» **To do**: Take the line that contains "Note: pick out each instance of the black snow" as the first line and the final line of the records as the last; return exactly those lines and the lines between.

Stored data entries:
↓↓↓
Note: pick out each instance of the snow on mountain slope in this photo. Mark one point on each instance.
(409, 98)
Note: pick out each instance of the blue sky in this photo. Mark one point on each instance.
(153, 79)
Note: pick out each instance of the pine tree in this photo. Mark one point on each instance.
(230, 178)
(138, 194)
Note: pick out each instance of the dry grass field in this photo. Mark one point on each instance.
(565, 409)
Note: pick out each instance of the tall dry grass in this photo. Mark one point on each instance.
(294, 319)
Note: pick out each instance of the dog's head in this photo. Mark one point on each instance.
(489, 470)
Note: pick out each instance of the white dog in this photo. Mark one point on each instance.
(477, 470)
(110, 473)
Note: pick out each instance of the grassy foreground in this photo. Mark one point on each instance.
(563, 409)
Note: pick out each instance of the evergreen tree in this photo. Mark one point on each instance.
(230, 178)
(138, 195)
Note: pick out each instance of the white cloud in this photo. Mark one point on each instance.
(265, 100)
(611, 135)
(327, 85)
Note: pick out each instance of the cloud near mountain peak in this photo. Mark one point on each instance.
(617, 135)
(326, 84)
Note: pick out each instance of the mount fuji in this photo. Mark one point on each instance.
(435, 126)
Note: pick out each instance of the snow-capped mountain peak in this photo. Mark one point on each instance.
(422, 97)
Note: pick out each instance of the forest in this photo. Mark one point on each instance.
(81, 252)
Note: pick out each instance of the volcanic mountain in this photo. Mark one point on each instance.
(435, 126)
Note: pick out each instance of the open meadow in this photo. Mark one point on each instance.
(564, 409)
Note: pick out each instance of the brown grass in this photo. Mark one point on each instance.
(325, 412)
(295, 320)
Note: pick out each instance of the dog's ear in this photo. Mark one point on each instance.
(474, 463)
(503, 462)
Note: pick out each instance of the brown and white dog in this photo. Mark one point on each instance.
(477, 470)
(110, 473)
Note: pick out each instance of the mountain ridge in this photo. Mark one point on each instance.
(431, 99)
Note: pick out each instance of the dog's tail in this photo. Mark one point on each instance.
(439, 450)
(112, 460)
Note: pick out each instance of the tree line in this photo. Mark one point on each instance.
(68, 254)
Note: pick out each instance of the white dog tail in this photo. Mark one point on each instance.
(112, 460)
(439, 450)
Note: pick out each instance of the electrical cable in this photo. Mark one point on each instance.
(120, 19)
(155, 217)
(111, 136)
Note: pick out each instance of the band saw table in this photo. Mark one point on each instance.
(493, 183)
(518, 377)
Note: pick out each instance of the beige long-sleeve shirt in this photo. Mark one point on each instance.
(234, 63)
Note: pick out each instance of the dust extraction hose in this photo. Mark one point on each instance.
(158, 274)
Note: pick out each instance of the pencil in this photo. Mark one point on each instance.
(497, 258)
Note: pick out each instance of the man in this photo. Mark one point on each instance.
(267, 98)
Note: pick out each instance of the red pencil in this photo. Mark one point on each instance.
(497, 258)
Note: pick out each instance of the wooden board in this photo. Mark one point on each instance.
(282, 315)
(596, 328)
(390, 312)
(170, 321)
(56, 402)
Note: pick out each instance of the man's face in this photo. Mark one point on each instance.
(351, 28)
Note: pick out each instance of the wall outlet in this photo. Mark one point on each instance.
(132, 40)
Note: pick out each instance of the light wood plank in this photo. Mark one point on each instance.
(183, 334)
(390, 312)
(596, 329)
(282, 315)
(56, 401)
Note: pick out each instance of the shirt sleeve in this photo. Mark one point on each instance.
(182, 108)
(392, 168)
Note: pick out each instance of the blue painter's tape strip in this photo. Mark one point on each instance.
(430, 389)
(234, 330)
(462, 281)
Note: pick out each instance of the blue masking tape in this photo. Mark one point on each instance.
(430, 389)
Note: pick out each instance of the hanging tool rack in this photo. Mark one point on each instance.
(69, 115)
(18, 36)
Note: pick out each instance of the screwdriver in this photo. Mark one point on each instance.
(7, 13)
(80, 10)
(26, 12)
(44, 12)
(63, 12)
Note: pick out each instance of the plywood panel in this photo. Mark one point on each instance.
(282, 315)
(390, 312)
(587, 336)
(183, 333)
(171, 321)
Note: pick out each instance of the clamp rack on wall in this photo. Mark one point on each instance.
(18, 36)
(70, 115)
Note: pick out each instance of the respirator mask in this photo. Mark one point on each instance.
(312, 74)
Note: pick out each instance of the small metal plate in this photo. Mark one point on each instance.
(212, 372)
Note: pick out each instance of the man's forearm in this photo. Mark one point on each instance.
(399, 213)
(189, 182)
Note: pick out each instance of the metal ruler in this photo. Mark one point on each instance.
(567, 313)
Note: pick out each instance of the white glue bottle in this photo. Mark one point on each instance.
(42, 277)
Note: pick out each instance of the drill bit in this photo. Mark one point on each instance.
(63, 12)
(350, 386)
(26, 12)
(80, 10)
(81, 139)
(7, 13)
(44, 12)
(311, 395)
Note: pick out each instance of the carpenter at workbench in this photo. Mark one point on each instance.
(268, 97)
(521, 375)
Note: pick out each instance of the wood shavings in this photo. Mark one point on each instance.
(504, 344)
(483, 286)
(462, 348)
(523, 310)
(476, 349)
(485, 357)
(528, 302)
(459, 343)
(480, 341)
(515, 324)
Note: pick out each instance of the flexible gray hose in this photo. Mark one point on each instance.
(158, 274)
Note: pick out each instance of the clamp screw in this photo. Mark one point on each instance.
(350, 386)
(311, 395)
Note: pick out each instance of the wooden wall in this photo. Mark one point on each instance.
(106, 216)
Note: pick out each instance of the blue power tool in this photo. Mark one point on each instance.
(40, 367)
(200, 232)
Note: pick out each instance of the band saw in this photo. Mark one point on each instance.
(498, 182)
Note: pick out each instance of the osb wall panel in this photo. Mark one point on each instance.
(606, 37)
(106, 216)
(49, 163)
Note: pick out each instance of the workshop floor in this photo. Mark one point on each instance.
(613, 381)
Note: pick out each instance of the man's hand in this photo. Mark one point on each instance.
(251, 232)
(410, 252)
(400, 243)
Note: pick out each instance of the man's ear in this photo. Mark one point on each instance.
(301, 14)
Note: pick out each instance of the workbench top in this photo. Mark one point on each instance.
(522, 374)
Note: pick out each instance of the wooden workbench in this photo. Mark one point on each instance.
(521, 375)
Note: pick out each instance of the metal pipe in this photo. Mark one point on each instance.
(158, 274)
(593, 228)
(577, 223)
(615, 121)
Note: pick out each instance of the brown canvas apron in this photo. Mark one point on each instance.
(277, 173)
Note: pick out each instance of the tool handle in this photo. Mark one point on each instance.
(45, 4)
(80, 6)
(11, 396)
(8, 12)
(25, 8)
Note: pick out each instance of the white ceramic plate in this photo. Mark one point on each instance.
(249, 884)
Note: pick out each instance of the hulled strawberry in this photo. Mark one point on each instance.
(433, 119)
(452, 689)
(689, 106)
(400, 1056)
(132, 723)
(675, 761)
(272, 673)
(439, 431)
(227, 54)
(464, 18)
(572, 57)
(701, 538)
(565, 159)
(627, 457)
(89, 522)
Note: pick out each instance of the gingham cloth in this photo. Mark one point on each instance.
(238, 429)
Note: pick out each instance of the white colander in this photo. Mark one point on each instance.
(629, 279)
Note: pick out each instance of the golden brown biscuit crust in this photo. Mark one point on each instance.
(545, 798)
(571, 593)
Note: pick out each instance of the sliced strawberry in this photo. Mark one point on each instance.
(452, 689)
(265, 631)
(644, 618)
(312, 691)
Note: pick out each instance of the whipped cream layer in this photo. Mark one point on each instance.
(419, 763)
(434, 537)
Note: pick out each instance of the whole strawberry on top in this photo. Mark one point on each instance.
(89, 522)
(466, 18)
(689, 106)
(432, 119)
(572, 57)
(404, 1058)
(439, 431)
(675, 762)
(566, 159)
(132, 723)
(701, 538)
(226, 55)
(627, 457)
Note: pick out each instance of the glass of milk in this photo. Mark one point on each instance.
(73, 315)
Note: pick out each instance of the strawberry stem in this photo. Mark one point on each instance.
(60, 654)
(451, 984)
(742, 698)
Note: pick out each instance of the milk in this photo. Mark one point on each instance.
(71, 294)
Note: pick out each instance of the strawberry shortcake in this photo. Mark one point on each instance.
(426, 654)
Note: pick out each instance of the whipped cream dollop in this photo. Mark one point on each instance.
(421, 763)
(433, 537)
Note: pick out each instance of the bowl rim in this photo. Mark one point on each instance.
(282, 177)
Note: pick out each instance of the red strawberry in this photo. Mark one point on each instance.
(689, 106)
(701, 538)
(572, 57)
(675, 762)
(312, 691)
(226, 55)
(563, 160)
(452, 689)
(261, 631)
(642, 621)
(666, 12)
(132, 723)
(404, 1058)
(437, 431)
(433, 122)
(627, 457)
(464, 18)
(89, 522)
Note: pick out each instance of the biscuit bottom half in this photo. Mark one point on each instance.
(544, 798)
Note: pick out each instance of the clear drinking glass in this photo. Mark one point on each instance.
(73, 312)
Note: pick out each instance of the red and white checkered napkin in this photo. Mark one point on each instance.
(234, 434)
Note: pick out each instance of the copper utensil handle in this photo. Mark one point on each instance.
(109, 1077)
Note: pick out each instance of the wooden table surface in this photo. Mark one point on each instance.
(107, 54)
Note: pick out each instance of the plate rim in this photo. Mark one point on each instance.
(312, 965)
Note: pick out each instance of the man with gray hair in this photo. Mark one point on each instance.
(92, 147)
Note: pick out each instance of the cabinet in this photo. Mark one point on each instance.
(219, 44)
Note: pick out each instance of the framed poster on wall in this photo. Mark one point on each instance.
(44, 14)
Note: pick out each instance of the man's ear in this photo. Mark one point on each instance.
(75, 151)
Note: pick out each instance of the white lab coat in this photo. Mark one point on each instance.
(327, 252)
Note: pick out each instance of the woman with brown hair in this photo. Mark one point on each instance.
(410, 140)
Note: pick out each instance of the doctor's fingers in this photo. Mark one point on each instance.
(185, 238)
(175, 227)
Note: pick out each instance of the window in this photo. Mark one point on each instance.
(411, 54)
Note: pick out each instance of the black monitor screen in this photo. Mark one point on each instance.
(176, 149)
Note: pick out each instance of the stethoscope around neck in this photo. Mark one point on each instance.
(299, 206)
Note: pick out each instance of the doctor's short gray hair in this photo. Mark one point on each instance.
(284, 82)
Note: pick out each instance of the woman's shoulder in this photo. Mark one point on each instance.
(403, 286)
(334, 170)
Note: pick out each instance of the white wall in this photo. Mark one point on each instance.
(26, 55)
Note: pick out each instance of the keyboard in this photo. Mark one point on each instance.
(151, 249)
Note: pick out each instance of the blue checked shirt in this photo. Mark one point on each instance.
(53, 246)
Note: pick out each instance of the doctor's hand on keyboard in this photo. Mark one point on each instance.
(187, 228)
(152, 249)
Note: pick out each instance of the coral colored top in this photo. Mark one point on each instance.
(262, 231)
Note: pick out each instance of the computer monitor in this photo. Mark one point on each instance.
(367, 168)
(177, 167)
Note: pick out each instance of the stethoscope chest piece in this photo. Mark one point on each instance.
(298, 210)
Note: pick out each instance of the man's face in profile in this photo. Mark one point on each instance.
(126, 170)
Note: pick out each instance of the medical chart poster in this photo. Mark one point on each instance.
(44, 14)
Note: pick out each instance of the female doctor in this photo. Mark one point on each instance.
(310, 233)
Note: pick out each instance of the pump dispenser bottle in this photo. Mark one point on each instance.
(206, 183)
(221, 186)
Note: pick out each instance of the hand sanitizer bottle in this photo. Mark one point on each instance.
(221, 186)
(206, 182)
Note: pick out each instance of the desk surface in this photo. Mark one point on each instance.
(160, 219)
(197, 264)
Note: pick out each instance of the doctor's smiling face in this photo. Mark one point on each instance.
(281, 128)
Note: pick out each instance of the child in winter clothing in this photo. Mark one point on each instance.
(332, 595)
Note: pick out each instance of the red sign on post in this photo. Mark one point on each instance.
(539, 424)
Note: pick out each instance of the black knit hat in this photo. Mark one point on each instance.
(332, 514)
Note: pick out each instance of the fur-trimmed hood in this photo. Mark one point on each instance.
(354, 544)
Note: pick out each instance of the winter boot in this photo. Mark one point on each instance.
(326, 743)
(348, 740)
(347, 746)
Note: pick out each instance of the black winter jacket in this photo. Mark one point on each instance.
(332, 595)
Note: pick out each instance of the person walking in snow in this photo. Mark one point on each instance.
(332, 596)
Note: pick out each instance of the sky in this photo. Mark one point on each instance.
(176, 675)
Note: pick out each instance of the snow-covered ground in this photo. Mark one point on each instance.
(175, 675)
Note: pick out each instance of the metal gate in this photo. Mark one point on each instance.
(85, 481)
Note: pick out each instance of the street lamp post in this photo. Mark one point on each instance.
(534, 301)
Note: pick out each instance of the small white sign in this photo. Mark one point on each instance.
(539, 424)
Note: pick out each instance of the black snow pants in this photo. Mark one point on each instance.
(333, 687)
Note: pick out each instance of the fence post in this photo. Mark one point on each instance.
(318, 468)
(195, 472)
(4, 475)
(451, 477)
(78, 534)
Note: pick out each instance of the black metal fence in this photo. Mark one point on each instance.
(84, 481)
↑↑↑
» **Output below**:
Note: pick out each instance of the black snow pants in this photo. Mark one point on each instance.
(333, 687)
Note: pick out each instance of the fence post in this photo. Mark one point on each instance.
(318, 468)
(195, 472)
(4, 475)
(451, 477)
(78, 534)
Note: pick out each instance of the black metal fence in this photo. Mark one point on each instance.
(84, 481)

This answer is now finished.